No texto sobre Adria Santos, o que Luiz Fernando Coelho criou nos Jogos do Rio?

*Texto para leitura:*
···

Experiência de Marca

A Filha Do Vento

Um encontro com Adria Santos, a atleta brasileira na Paraolimpíadas.

Luiz Fernando Coelho é Jornalista. Tem MBA em Marketing pela PUC-RJ. Atuou em grandes empresas na área de marketing. Sua última participação corporativa foi no Bradesco, tendo atuação importante no marketing do esporte (Projeto BCN/FINASA OSASCO, OLIMPÍADAS RIO 2016). Nos Jogos do Rio, criou a CASA DO VÔLEI, para a Federação Internacional de Vôlei. É voluntário da SOU DO ESPORTE na área de planejamento de marketing.

 

Os Jogos Paralímpicos – Tóquio 2020, começam agora.

O Brasil é uma das principais forças, graças a um trabalho iniciado há algum tempo, pelo meu amigo, Andrew Parsons, e que culminou no Parapan-Toronto 2015.  

Ficamos com a primeira colocação no ranking de medalhas, batendo o nosso recorde, com uma atuação fantástica dos nossos atletas.

E foi em Toronto que conheci Adria Santos, a atleta brasileira que mais havia ganho medalhas em Paraolimpíadas.

···

*Entradas fornecidas:*

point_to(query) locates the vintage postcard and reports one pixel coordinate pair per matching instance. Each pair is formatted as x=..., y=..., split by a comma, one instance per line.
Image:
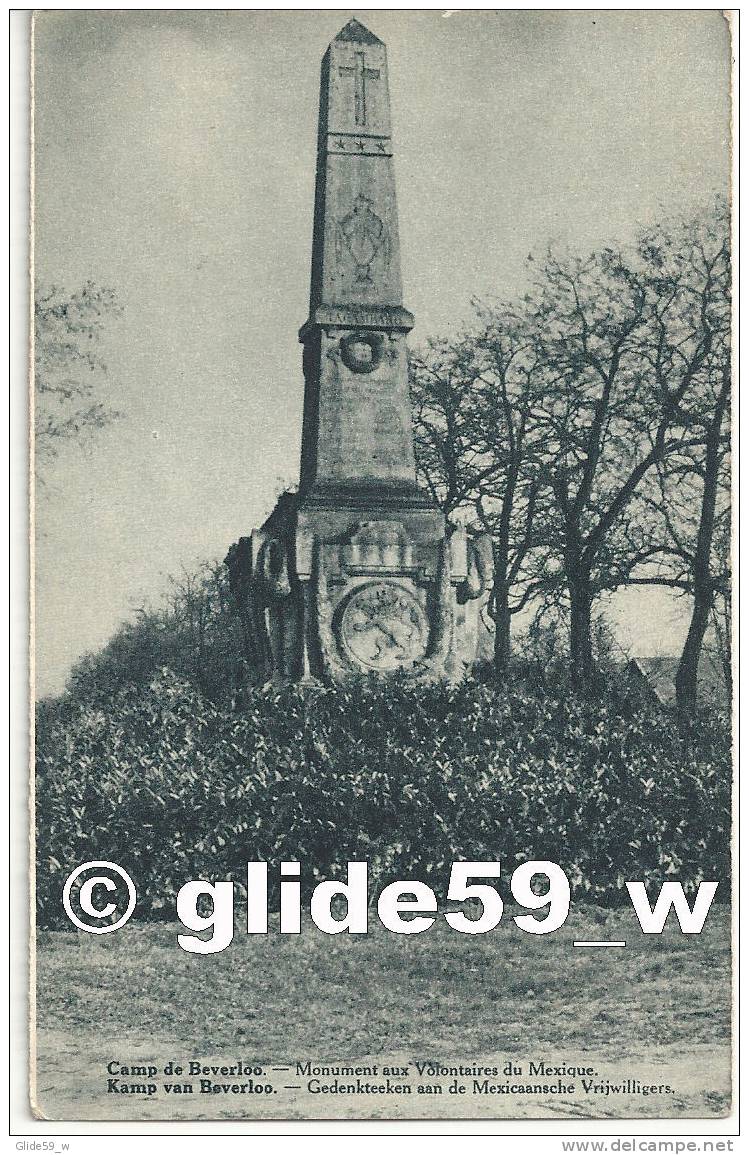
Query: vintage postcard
x=382, y=593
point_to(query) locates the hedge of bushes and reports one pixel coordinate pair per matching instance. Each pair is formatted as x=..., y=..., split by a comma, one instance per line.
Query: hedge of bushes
x=407, y=777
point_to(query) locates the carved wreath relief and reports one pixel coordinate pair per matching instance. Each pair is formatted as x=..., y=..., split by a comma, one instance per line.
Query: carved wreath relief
x=384, y=627
x=362, y=351
x=364, y=236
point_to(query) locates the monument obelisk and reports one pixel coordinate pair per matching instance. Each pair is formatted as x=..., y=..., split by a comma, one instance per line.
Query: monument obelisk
x=358, y=571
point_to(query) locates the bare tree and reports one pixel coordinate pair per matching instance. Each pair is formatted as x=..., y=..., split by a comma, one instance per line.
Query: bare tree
x=68, y=371
x=475, y=452
x=690, y=499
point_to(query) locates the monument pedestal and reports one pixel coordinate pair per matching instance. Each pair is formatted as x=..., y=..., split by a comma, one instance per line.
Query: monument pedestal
x=326, y=591
x=358, y=572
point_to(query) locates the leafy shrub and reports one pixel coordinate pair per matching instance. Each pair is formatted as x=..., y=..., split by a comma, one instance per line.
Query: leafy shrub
x=409, y=779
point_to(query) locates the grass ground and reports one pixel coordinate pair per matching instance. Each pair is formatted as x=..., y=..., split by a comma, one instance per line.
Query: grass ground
x=655, y=1013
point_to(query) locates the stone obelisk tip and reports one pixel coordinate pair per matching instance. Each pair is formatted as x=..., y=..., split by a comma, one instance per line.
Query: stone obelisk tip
x=355, y=32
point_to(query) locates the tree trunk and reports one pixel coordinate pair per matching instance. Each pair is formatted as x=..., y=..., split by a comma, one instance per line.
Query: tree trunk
x=580, y=643
x=502, y=619
x=689, y=661
x=702, y=574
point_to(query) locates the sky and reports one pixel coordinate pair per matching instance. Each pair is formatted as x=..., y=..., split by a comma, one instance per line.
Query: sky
x=175, y=163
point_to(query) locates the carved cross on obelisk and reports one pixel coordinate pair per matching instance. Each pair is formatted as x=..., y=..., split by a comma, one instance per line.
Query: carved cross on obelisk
x=361, y=74
x=357, y=441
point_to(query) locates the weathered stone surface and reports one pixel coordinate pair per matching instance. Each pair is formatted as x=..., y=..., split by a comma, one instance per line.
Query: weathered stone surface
x=358, y=572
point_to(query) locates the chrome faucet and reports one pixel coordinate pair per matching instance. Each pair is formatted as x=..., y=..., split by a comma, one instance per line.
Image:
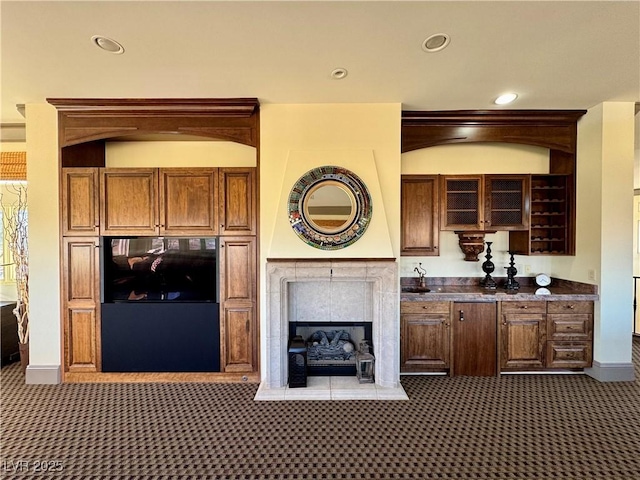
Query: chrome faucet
x=421, y=273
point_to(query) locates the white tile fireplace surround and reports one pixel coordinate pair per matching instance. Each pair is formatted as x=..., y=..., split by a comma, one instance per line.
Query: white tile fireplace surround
x=333, y=291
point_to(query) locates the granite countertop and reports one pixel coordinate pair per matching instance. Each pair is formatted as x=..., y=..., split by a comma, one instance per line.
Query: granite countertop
x=470, y=290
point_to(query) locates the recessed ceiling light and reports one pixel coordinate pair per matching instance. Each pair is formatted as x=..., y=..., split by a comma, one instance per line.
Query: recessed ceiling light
x=505, y=98
x=436, y=42
x=108, y=44
x=339, y=73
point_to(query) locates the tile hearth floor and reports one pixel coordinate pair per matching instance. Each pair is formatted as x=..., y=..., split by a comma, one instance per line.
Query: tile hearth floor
x=332, y=388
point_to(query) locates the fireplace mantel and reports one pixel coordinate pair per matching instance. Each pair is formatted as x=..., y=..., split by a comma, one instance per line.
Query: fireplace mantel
x=378, y=278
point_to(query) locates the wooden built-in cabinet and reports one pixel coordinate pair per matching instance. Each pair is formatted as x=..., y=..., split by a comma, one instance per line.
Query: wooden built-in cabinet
x=484, y=202
x=81, y=304
x=80, y=200
x=166, y=201
x=238, y=327
x=523, y=330
x=464, y=338
x=425, y=336
x=569, y=334
x=552, y=218
x=98, y=201
x=420, y=209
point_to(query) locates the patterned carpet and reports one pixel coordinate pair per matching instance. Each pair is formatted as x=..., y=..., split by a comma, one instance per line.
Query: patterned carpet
x=526, y=426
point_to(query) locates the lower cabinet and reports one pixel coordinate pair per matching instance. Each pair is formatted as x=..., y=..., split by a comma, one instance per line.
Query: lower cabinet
x=425, y=336
x=522, y=335
x=569, y=334
x=460, y=338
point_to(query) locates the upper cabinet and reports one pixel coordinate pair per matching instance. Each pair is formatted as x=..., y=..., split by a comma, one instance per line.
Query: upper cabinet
x=238, y=205
x=538, y=210
x=420, y=207
x=165, y=201
x=485, y=202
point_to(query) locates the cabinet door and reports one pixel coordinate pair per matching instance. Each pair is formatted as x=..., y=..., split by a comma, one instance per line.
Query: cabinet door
x=81, y=303
x=507, y=202
x=188, y=201
x=129, y=201
x=474, y=339
x=420, y=209
x=80, y=189
x=238, y=300
x=425, y=342
x=523, y=336
x=461, y=204
x=237, y=201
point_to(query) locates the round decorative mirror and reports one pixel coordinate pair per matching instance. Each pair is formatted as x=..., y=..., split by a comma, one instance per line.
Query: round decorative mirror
x=329, y=207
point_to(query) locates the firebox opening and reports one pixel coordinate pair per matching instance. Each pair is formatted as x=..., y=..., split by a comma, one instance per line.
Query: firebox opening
x=331, y=346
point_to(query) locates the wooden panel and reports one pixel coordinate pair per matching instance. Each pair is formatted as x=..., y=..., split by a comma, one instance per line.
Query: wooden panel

···

*Resposta da tarefa:* A Casa do Vôlei, para a Federação Internacional de Vôlei.